Forty-six and 2 said:


> :beer: I must have just stumbled across some misinformation searching through posts a while back. I edited my post, further spread doesn't happen.
> 
> I was just taking to a friend about Gallardo parts last week. I'd really like to get ahold of a right bank valve cover. The pre-'09 motors should work.
> 
> ...


Gallardo cover doesn't work. Good magnesium part though!


----------



## mldouthi (Jun 26, 2010)

Good luck finding the intake cam specs. I inquired about that, and the exhaust cam map, for a while with no luck. Most didnt know, and the ones that did told me to measure it myself.


Here is an image of the belt set up if this helps also, I couldnt tell if you were inquiring about one in your last post. But extending the pulley on the water pump will increase the wear on the bearings and cause it to fail sooner. I was advised against this when working on the supercharger pulley setup.


----------



## Issam Abed (Feb 12, 2004)

biggerbigben said:


> What's your recommendation Issam? Swap out to ttrs setup or stick with early style crank (forged or cast)/chains.. ?

*PROBLEMS*:
a. In the engine forum thread, what two things did mldouthi ask about for a while without success?
b. Proceed with the engine forum thread, picking up right after its final line.
The data after the engine forum thread is not needed.

*DATASET EXCERPTS*:
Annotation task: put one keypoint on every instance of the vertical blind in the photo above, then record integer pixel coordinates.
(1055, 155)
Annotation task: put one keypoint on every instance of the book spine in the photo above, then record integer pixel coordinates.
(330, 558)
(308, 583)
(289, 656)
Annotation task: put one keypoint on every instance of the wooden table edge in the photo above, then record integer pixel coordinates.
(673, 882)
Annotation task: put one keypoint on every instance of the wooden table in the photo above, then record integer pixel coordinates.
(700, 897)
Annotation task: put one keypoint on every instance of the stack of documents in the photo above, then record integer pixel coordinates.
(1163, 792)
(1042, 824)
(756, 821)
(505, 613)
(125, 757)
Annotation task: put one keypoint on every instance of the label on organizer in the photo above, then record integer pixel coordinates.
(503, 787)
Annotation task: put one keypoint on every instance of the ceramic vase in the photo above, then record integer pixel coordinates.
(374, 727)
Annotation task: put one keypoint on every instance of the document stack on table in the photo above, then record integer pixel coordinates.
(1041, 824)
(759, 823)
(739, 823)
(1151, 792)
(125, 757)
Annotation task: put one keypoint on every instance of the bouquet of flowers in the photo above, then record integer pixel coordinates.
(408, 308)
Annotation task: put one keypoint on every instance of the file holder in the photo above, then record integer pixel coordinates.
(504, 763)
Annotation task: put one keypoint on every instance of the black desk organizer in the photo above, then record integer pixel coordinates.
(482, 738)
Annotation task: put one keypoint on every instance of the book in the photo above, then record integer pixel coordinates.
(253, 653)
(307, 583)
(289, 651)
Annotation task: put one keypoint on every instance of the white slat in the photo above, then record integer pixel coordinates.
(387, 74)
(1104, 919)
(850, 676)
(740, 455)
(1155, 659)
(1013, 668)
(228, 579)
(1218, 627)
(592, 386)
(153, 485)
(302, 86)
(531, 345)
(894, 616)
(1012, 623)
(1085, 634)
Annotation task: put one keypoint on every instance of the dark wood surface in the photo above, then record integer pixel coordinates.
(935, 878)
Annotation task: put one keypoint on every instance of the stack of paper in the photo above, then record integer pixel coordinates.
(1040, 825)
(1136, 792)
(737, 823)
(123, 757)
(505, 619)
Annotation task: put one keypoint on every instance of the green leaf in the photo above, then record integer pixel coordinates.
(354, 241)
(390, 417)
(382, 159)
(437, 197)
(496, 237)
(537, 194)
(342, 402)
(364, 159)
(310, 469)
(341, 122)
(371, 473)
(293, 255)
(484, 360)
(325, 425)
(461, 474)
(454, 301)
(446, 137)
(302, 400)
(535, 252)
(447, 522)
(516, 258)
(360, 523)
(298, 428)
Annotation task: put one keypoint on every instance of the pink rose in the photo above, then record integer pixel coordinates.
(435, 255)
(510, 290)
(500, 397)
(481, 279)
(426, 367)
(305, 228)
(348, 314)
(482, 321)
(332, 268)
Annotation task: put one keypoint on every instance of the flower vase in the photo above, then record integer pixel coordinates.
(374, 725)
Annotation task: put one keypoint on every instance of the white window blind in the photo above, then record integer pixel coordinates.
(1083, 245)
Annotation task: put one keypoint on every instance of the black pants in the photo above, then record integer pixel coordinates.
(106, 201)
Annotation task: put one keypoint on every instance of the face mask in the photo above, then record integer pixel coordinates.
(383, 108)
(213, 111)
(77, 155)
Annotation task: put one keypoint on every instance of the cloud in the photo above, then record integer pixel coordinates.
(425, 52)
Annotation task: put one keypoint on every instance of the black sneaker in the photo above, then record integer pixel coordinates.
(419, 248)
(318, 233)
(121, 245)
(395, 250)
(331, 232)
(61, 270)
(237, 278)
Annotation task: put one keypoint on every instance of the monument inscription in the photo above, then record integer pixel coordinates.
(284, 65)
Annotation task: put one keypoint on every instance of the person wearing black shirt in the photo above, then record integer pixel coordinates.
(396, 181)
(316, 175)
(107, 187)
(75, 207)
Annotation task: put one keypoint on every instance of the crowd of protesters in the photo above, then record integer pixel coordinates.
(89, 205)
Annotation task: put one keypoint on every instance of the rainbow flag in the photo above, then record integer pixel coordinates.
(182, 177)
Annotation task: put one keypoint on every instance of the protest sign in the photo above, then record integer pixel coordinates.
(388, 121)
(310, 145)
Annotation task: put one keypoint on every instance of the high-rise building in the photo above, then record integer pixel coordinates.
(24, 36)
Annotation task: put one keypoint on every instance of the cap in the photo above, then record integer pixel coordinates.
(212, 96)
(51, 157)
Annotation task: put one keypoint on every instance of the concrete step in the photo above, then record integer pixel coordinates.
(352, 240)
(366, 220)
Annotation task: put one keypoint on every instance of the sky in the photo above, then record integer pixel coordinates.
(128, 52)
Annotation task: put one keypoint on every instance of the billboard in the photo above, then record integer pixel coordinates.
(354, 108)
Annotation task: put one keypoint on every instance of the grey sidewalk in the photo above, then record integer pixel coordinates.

*RESPONSES PER TASK*:
a. The intake cam specs and the exhaust cam map.

b.
The guys @ BCF broke a cast crankshaft making around 700chp so if you want that piece of mind go forged otherwise cast vs forged really is not an issue until you are trying to make over 500whp.


Forty-six and 2 said:


> :beer: I must have just stumbled across some misinformation searching through posts a while back. I edited my post, further spread doesn't happen.


No worries at all. Just don't want to be associated with another billet + derlin product 


Forty-six and 2 said:


> I was just taking to a friend about Gallardo parts last week. I'd really like to get ahold of a right bank valve cover. The pre-'09 motors should work.


Yes but they still need to be welded shut as the Gallardo has a solenoid right smack in the middle of the cylinder 5 and the cam girdle. It can work but then you will need to mdoify the mounting points as most of the mounting boses around the perimeter do not match up between 07L and 07K motors.


Forty-six and 2 said:


> An RS crank would be nice. I saw a "recently sold" ad for one that went for $700. If I were shooting for the moon on this particular motor, I would track one down. My budget isn't tight per say, but more of a make this actually happen before dreaming too big. I'm sticking with my low mileage factory motor for a little while.


The issue is you need all the associated parts with the crankshaft so the impulse wheel (dealer only @ $180) + a MK6 GTI flywheel if you want dual mass or South Bend if you want a single mass.



Forty-six and 2 said:


> Anyone know the specs on the factory intake cam? I'd like to keep the pulse in mind when sizing the intake runner/plenum wall..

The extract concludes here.